Content starts

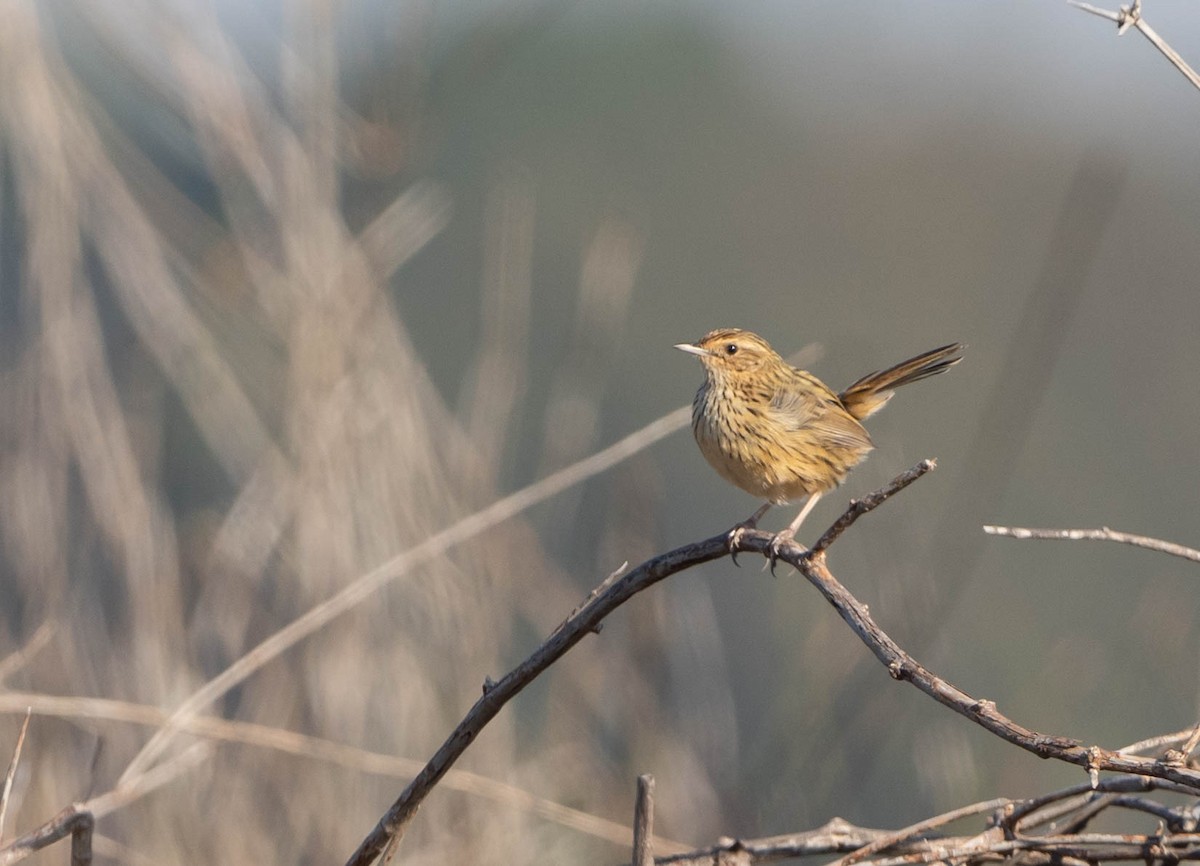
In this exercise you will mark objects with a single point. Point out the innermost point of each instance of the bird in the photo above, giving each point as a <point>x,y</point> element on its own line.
<point>780,433</point>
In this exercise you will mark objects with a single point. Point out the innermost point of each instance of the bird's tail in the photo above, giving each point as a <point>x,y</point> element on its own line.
<point>869,394</point>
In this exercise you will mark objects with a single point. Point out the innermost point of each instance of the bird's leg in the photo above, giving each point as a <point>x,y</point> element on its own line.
<point>739,530</point>
<point>789,534</point>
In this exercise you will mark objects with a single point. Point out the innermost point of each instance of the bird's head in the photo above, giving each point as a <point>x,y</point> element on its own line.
<point>731,352</point>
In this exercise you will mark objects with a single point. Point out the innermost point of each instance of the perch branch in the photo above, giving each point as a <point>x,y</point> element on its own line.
<point>585,620</point>
<point>643,822</point>
<point>904,667</point>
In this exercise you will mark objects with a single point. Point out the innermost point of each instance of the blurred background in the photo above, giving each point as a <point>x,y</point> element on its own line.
<point>286,288</point>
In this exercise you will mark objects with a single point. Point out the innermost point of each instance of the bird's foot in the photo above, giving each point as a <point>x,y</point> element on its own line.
<point>736,535</point>
<point>738,531</point>
<point>783,537</point>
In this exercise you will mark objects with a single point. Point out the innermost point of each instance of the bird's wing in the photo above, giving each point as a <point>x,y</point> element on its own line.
<point>819,410</point>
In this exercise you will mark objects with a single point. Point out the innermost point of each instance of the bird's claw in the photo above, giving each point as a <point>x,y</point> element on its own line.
<point>777,545</point>
<point>736,541</point>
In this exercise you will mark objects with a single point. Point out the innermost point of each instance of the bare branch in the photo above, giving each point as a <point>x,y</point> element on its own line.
<point>390,829</point>
<point>1131,16</point>
<point>1102,534</point>
<point>869,503</point>
<point>12,770</point>
<point>643,822</point>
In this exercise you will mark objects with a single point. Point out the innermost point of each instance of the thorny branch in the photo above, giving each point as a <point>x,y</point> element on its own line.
<point>1173,769</point>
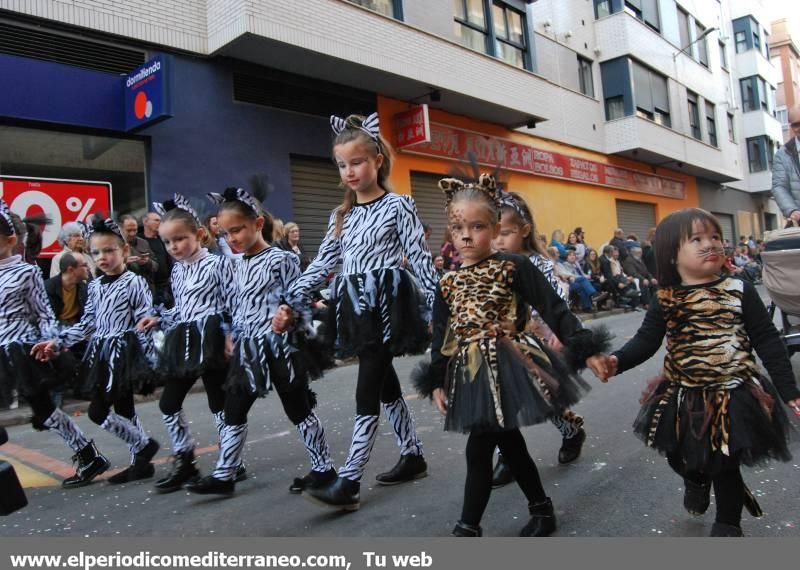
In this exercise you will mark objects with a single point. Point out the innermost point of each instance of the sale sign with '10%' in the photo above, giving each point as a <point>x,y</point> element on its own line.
<point>61,201</point>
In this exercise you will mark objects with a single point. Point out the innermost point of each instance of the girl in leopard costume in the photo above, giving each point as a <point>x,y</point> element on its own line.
<point>488,379</point>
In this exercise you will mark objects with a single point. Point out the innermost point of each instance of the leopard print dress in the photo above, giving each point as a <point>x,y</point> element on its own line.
<point>497,378</point>
<point>712,408</point>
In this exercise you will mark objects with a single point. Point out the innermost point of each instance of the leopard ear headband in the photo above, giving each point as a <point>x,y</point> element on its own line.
<point>486,184</point>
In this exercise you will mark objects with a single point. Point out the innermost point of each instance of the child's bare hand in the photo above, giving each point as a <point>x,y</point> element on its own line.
<point>147,323</point>
<point>440,399</point>
<point>283,319</point>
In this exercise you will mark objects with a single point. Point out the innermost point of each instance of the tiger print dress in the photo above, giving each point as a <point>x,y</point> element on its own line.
<point>195,327</point>
<point>712,408</point>
<point>495,377</point>
<point>374,298</point>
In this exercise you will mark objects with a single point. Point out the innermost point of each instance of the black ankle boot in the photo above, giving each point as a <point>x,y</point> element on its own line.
<point>409,467</point>
<point>210,485</point>
<point>342,494</point>
<point>543,520</point>
<point>463,529</point>
<point>751,504</point>
<point>571,447</point>
<point>696,496</point>
<point>141,468</point>
<point>502,475</point>
<point>313,480</point>
<point>723,529</point>
<point>184,468</point>
<point>91,463</point>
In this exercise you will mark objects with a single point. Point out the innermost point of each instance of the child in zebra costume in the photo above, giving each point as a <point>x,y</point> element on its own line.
<point>119,359</point>
<point>196,327</point>
<point>487,375</point>
<point>517,231</point>
<point>25,318</point>
<point>261,359</point>
<point>377,306</point>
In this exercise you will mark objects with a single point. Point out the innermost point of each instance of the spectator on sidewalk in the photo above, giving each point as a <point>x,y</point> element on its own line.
<point>72,239</point>
<point>645,282</point>
<point>162,294</point>
<point>140,258</point>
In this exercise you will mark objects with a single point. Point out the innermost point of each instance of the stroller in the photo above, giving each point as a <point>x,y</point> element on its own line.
<point>781,274</point>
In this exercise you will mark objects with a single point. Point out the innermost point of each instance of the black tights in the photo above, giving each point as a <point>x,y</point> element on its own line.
<point>296,405</point>
<point>478,488</point>
<point>377,380</point>
<point>175,392</point>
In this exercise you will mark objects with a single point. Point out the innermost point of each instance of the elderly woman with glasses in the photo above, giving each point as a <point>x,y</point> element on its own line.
<point>72,240</point>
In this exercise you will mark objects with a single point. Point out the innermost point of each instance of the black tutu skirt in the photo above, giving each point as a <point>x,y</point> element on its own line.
<point>262,364</point>
<point>523,387</point>
<point>117,365</point>
<point>21,372</point>
<point>689,425</point>
<point>192,348</point>
<point>383,305</point>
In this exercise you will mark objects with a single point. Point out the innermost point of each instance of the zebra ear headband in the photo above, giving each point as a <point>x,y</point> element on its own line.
<point>486,184</point>
<point>370,125</point>
<point>107,226</point>
<point>506,200</point>
<point>179,202</point>
<point>5,214</point>
<point>232,194</point>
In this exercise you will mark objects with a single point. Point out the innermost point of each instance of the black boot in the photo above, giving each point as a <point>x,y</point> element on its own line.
<point>543,520</point>
<point>184,468</point>
<point>751,504</point>
<point>341,494</point>
<point>141,468</point>
<point>91,463</point>
<point>696,496</point>
<point>571,447</point>
<point>463,529</point>
<point>723,529</point>
<point>502,475</point>
<point>313,480</point>
<point>409,467</point>
<point>241,473</point>
<point>210,485</point>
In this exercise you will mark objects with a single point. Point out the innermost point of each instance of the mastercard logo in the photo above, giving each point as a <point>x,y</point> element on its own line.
<point>142,106</point>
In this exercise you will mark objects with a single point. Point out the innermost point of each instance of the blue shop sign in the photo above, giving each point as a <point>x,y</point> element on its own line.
<point>147,93</point>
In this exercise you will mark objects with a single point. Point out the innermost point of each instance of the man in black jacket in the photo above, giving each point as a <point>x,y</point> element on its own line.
<point>68,292</point>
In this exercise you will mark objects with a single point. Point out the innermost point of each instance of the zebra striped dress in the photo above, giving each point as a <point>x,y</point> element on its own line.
<point>375,298</point>
<point>25,318</point>
<point>262,359</point>
<point>196,326</point>
<point>119,358</point>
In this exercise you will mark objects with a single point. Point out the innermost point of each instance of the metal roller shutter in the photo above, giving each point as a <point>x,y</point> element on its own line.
<point>635,218</point>
<point>315,193</point>
<point>728,230</point>
<point>430,206</point>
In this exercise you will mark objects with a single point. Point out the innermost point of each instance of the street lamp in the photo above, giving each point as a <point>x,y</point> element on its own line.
<point>690,44</point>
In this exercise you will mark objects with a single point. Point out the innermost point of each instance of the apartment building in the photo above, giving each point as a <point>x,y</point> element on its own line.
<point>602,113</point>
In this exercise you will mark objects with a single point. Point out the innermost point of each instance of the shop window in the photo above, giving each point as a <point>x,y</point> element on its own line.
<point>493,28</point>
<point>711,124</point>
<point>585,79</point>
<point>694,115</point>
<point>391,8</point>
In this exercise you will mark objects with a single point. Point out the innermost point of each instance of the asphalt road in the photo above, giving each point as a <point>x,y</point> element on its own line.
<point>616,488</point>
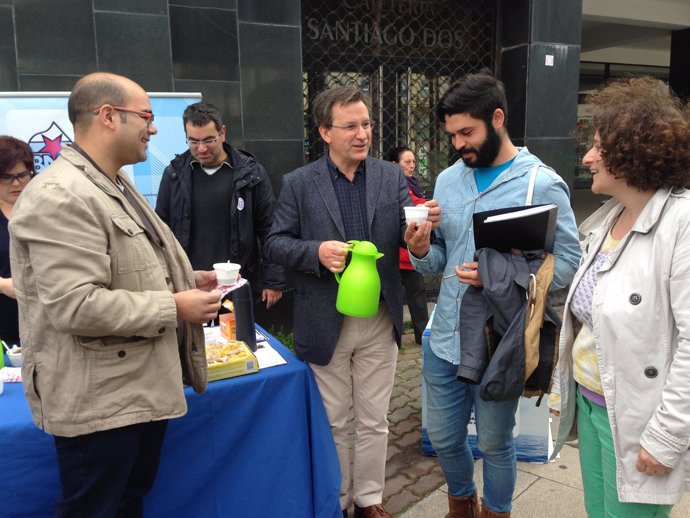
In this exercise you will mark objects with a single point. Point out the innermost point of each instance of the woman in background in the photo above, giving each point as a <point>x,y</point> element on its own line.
<point>16,169</point>
<point>413,281</point>
<point>624,359</point>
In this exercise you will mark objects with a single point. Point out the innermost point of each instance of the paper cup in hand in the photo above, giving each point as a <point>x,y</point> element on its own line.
<point>226,273</point>
<point>416,214</point>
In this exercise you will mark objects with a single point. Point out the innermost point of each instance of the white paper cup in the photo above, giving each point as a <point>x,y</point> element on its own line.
<point>416,214</point>
<point>227,273</point>
<point>15,359</point>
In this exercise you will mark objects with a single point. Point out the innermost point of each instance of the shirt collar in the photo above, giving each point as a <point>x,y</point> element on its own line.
<point>335,172</point>
<point>227,161</point>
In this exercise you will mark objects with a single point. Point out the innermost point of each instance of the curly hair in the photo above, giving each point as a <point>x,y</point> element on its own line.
<point>644,131</point>
<point>14,151</point>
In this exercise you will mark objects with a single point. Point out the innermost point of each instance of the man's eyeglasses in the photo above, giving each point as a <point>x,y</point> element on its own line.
<point>7,179</point>
<point>353,127</point>
<point>147,116</point>
<point>192,142</point>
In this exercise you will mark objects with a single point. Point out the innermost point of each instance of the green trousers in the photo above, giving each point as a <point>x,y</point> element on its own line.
<point>598,465</point>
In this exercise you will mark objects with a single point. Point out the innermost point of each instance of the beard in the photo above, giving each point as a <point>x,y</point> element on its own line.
<point>487,152</point>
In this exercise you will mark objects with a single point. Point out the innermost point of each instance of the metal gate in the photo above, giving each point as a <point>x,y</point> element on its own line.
<point>405,54</point>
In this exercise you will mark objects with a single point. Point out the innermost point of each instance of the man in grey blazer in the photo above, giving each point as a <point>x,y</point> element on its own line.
<point>346,195</point>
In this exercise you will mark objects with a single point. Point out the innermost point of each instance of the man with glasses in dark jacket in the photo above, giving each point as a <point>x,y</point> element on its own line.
<point>218,201</point>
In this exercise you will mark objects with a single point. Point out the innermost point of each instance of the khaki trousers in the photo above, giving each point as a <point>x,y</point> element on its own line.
<point>362,371</point>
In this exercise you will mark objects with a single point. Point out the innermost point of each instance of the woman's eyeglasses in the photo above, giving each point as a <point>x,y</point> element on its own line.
<point>7,179</point>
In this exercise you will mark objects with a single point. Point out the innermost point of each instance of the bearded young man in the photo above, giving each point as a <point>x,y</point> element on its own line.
<point>492,174</point>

Content ends

▸ TASK INSTRUCTIONS: Set down exactly the lines from the one that contains "of the khaki" to the final line above, both included, and nothing more.

▸ ANSWER BOX:
In this exercise you will mark objects with a single point. Point out the innermost point of each instance of the khaki trousers in the photo above, giving each point as a <point>x,y</point> element on its own line.
<point>362,371</point>
In this exercise you will mark objects with a single point. Point out the innermost point of each instance of the woman's eyeglasses in the photo above, giving each point as a <point>x,y</point> element on its own line.
<point>7,179</point>
In this exercise you will mark objects with a single point. Point out the innermost point of each instance of the bearded young man in the photo above, giving each point as a <point>x,y</point> element on its own line.
<point>492,174</point>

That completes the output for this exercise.